▸ **What needs to be done**: Copy every entry below word for word, leaving the pictures out.

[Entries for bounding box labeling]
------------------------------------

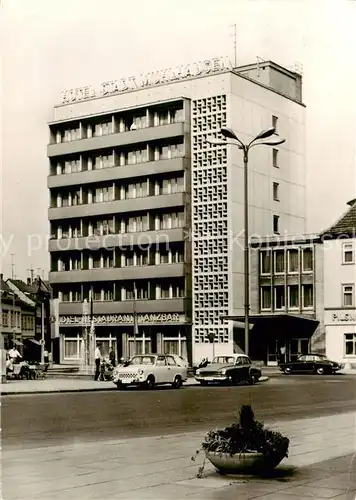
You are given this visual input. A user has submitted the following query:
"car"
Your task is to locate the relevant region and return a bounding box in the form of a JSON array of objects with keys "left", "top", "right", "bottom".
[
  {"left": 279, "top": 354, "right": 344, "bottom": 375},
  {"left": 112, "top": 354, "right": 188, "bottom": 389},
  {"left": 195, "top": 354, "right": 262, "bottom": 385},
  {"left": 166, "top": 353, "right": 189, "bottom": 368}
]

------------------------------------

▸ **Problem solution**:
You are given this visual input. A user has submitted the following query:
"car"
Your task is to locate the relevant region and return a bounding box in the form of a JSON array of objects with keys "left", "top", "right", "bottom".
[
  {"left": 279, "top": 354, "right": 344, "bottom": 375},
  {"left": 112, "top": 354, "right": 188, "bottom": 389},
  {"left": 195, "top": 354, "right": 262, "bottom": 385},
  {"left": 166, "top": 353, "right": 189, "bottom": 368}
]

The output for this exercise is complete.